### Given request 1
In the sound art review below, rewrite the paragraph beginning "Joyce Hinterding, large aerial hoops in hand" more briefly, keeping its main facts.
### Given request 2
Repeat word for word the stretch of the sound art review below that opens with "Fast Mountain Die’s" and closes with "preoccupied car mechanics.".

### Source passage
##########

Keith Gallasch sees sound art at Artspace

Lovely Midget, Haco, Gail Priest, Typhoon

Lovely Midget, Haco, Gail Priest, Typhoon

Lovely Midget, Haco, Gail Priest, Typhoon

A senior music reviewer once challenged my support for young artists and audiences with: “But how do you get them to listen?” To which I retorted,”Clearly you haven’t been to a sound art event. It’s like going to church, or a chamber music recital: heads down, eyes shut, ears open.” Artspace’s recent sound art program Typhoon, curated and hosted by caleb k, was played out across 2 nights of performances and an afternoon of talk, but with performative and visual components that added some intriguing cross-systems dynamics, especially for those who find laptop only concerts tedious.

Joyce Hinterding, large aerial hoops in hand, gathers and shapes found sounds from the aether with the appearance of someone in a slo-mo discombobulating wheel chair. Soft, shuffling static is interrupted by sharp cracks like ice breaking up, cross rhythm hums form as the hoops intersect, the pulse quickens and big Bach organ chords manifest out of nowhere, until the cracks and giant pops fade like a dying camp fire. It’s like watching a magician with wands, or at one point as an aerial was lifted aloft, a haloed nun at the steering wheel. The sounds are heavenly, in several senses of the word.

Fast Mountain Die’s instrumental set begins with bass strums and high overtones followed by a spastic bass outburst, a return to rhythmic security and some melodic simplicity on the way into a sound storm that finally winds down to a blinking aural signal and a thud before filling out with a final satisfying big chord, by which time the musicians have disappeared beneath the keyboard like preoccupied car mechanics.

Robin Fox’s inspiring performance was rapturously received. It’s like seeing what you hear, although not in any way illustrative as sounds and oscilloscope interplay, moving from slow visual and aural blips to staggeringly elaborate spirographic raptures, great oceanic washes, enveloping visual flashes and a final thudding withdrawal. Difficult to describe but utterly engrossing, Fox’s dancing lines and distinctive sonic compositions make for a unique experience in which the performer remains invisible while we focus on his virtual puppetry.

##########

### Excerpted data

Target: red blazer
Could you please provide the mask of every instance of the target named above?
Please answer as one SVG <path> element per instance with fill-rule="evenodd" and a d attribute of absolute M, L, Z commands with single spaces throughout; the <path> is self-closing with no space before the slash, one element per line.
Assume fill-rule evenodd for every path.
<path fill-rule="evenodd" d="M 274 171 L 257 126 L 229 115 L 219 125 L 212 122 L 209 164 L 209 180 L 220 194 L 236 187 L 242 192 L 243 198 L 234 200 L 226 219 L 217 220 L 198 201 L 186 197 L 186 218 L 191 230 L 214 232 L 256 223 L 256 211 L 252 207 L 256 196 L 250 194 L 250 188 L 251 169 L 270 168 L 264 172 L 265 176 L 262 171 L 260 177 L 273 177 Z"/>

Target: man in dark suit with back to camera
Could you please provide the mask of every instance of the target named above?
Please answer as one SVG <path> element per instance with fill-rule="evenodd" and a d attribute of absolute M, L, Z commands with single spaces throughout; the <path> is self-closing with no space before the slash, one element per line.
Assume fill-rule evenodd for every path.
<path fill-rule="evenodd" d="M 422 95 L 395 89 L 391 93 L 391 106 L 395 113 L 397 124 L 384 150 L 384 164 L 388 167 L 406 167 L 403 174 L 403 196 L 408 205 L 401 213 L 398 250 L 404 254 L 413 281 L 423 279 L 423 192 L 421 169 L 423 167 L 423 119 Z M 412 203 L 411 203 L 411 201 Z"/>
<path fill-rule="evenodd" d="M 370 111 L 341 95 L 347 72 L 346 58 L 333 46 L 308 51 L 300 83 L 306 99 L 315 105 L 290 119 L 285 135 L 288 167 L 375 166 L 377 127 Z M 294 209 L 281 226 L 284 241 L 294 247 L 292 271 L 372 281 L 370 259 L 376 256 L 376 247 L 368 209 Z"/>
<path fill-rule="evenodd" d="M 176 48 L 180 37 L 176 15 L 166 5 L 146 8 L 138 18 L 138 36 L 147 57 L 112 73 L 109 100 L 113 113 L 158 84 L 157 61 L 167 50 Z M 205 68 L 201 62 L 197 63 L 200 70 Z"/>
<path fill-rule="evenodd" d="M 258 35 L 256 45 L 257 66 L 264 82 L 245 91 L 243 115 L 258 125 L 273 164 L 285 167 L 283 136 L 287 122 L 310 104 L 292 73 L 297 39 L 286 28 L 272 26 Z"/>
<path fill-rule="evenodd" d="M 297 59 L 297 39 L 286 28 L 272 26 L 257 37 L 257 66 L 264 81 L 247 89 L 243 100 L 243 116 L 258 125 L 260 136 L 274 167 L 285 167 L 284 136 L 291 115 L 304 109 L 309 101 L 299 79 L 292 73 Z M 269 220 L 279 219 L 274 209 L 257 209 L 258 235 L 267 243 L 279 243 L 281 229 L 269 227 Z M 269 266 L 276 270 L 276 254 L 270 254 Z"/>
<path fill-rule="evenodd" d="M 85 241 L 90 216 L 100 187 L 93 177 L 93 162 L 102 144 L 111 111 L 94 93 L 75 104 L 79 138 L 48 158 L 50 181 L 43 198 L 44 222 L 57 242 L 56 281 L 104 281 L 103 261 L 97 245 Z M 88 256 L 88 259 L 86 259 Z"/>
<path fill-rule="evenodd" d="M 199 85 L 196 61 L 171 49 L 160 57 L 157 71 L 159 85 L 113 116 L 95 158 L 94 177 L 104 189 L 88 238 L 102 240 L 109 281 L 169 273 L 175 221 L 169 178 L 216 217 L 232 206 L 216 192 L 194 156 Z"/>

##########

### Task solution 1
Holding large aerial hoops, Joyce Hinterding gathers and shapes found sounds from the aether, looking like someone in a slow-motion wheelchair. Soft static is broken by sharp, ice-like cracks. Cross-rhythm hums form as the hoops intersect, the pulse quickens and big Bach organ chords emerge, until the cracks and pops fade like a dying campfire. She resembles a magician with wands, or, with an aerial raised, a haloed nun at a steering wheel. The sounds are heavenly in several senses.

### Task solution 2
Fast Mountain Die’s instrumental set begins with bass strums and high overtones followed by a spastic bass outburst, a return to rhythmic security and some melodic simplicity on the way into a sound storm that finally winds down to a blinking aural signal and a thud before filling out with a final satisfying big chord, by which time the musicians have disappeared beneath the keyboard like preoccupied car mechanics.